* Lines of data

◆ ◆ ◆ ◆ ◆

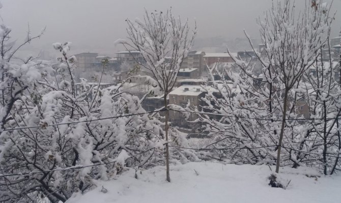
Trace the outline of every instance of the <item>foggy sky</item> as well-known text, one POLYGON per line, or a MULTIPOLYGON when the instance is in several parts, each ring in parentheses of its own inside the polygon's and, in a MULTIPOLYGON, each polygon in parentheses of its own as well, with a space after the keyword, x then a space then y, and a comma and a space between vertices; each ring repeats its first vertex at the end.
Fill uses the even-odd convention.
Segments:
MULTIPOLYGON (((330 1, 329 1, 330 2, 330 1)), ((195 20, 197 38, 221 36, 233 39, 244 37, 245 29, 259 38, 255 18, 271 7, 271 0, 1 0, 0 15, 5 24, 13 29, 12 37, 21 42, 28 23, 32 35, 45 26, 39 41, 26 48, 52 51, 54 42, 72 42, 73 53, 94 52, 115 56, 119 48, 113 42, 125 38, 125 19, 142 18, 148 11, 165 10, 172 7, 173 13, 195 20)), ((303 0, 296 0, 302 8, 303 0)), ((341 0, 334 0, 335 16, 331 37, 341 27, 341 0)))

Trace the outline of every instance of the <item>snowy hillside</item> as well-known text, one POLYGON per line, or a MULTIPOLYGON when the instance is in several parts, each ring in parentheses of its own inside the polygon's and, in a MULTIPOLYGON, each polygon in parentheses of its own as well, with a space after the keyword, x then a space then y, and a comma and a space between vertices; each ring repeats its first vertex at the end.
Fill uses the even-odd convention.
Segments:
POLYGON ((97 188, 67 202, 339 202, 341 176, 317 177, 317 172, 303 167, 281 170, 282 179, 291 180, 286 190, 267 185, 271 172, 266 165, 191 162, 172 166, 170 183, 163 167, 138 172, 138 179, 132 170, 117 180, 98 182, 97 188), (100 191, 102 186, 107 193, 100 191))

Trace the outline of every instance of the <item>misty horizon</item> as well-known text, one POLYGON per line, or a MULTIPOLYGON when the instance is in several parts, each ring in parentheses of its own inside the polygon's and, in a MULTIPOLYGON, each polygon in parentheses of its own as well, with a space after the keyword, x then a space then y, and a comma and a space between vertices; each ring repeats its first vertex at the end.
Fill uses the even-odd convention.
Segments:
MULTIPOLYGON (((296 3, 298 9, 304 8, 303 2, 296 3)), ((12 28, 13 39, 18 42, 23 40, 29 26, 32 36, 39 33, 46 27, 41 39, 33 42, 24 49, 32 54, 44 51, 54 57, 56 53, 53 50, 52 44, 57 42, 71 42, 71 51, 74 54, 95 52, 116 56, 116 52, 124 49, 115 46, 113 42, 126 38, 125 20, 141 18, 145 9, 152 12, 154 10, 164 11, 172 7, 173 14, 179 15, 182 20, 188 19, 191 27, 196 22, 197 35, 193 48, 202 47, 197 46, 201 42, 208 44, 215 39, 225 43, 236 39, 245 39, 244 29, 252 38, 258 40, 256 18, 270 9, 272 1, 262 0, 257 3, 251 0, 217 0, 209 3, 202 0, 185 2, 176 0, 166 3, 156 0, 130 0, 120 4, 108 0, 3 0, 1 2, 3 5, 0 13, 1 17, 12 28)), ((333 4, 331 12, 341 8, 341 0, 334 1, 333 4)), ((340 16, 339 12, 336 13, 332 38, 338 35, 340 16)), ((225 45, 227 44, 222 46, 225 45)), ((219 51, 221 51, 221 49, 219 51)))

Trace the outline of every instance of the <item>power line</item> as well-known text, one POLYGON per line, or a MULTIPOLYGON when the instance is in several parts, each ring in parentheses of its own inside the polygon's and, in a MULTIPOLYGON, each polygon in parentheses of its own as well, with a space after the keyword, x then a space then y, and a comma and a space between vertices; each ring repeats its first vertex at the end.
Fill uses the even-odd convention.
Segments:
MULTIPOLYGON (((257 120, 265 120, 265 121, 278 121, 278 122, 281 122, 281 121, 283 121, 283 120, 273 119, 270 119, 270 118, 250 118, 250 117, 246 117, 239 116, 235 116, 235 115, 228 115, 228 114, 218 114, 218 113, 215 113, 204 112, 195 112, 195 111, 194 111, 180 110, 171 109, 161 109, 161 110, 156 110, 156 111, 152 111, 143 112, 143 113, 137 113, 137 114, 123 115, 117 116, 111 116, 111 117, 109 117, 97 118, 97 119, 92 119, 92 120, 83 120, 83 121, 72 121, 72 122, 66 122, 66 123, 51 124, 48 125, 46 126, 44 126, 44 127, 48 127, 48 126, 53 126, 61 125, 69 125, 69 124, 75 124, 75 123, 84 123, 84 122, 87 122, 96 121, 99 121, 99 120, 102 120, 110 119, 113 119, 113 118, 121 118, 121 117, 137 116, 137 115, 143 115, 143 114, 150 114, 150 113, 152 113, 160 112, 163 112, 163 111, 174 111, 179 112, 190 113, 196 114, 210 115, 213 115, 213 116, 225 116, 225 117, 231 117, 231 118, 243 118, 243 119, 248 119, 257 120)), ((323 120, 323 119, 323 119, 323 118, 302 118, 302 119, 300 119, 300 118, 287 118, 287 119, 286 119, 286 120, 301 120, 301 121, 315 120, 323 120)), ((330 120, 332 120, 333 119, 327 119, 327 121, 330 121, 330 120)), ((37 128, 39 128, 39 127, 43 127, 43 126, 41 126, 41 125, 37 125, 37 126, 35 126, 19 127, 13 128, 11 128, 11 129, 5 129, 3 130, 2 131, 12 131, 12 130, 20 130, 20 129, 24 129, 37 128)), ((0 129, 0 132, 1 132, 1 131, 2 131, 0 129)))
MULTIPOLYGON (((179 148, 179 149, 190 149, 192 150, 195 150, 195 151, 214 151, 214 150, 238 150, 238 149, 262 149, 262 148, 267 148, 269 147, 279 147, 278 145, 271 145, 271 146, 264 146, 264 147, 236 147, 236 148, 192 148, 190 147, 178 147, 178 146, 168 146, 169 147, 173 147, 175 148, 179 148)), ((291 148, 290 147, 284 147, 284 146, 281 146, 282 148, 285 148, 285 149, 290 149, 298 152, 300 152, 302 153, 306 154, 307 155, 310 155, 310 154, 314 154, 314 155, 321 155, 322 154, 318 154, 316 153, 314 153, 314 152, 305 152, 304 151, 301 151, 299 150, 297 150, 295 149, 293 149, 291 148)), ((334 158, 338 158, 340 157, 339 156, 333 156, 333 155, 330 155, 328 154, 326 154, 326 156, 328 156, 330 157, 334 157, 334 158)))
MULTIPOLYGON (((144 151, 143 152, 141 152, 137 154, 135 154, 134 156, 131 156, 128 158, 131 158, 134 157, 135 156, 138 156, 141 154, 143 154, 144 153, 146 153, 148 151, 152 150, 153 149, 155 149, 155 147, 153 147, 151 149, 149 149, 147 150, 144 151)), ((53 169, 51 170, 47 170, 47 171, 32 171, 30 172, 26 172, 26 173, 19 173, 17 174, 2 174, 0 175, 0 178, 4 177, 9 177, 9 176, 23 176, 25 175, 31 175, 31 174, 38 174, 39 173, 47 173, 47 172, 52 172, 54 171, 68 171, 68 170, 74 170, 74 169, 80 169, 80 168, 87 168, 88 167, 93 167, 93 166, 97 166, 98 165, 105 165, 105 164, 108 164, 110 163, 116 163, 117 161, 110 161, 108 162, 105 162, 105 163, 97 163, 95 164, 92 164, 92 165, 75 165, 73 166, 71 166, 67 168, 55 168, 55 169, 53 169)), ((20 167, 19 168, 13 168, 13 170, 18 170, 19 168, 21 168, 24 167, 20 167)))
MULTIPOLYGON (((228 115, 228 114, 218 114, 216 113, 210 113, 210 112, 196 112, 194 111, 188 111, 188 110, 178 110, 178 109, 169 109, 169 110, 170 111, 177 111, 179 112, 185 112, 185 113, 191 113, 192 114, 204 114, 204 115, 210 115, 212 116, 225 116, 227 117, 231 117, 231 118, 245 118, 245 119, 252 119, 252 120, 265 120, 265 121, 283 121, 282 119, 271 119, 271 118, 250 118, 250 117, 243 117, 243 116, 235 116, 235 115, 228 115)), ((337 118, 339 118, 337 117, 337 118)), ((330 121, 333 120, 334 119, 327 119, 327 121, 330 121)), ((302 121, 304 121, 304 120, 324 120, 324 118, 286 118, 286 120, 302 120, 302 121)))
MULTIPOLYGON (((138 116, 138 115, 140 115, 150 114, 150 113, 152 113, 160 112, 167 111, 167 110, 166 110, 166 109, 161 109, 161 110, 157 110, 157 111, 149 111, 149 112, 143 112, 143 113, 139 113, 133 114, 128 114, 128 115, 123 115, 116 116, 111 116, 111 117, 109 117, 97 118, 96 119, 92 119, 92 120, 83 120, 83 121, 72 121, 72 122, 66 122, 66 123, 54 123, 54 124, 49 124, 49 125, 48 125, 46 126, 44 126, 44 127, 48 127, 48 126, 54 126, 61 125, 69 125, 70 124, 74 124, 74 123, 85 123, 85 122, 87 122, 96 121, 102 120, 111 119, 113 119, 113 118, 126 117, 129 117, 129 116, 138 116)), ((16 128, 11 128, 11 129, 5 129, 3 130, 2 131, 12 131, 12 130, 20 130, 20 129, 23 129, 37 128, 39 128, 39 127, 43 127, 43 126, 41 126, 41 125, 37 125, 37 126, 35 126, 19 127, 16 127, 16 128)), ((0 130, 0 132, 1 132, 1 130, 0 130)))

◆ ◆ ◆ ◆ ◆

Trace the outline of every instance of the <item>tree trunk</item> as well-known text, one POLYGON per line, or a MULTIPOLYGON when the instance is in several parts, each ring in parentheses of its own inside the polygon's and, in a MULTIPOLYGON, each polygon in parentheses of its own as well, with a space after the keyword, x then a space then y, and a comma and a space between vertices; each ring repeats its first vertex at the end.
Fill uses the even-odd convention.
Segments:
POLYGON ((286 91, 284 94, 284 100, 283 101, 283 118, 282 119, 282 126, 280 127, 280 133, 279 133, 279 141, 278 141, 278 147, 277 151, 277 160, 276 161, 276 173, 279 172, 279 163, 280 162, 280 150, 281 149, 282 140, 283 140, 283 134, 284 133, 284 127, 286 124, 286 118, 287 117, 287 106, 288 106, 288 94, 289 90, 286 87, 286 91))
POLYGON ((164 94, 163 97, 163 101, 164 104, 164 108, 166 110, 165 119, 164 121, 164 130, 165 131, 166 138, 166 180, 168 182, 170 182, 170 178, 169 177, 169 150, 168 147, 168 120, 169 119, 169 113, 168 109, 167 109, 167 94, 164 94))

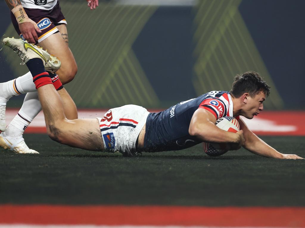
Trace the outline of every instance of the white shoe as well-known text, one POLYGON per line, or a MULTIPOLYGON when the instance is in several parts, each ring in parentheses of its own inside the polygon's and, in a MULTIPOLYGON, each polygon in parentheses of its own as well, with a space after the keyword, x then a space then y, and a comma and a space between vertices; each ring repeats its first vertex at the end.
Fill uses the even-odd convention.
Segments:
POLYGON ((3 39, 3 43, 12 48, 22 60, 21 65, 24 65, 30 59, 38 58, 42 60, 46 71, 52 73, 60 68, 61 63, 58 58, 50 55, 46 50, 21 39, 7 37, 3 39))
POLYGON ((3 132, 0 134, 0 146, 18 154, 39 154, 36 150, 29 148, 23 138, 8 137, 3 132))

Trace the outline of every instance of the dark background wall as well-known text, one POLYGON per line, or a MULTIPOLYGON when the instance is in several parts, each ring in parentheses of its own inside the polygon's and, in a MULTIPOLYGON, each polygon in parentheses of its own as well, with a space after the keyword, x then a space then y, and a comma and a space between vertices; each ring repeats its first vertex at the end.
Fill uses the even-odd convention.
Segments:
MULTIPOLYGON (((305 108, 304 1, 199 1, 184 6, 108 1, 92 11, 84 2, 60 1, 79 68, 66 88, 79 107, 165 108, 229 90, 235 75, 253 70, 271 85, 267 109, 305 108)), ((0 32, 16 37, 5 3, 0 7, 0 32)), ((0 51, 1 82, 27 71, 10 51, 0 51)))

◆ ◆ ◆ ◆ ◆

Could you write out the rows again, from the line with "Trace the outline of every instance of the <item>foggy" up to and including the line with "MULTIPOLYGON (((330 1, 329", swapping "even-odd" for "nonzero" and changing nothing else?

* Answer to the exercise
Trace the outline of every instance of the <item>foggy sky</item> as well-known text, one POLYGON per line, or a MULTIPOLYGON when the instance is in several parts, each ring in parentheses of its own inside the polygon's and, in a MULTIPOLYGON, each polygon in parentheses of its own as well, with a space after the keyword, x then a space then y, and a comma and a space between vertices; each ring repeats its first vertex at the end.
Fill uses the nonzero convention.
Segments:
MULTIPOLYGON (((330 1, 329 1, 330 2, 330 1)), ((195 20, 197 38, 221 36, 233 39, 244 37, 245 29, 259 38, 255 18, 271 7, 271 0, 1 0, 0 15, 5 24, 13 29, 12 37, 21 42, 28 23, 32 35, 45 26, 39 41, 26 48, 52 51, 54 42, 72 42, 73 53, 94 52, 115 56, 119 48, 113 42, 125 38, 125 19, 142 18, 148 11, 165 10, 172 7, 173 13, 195 20)), ((303 0, 296 0, 302 8, 303 0)), ((341 0, 334 0, 335 16, 331 37, 341 27, 341 0)))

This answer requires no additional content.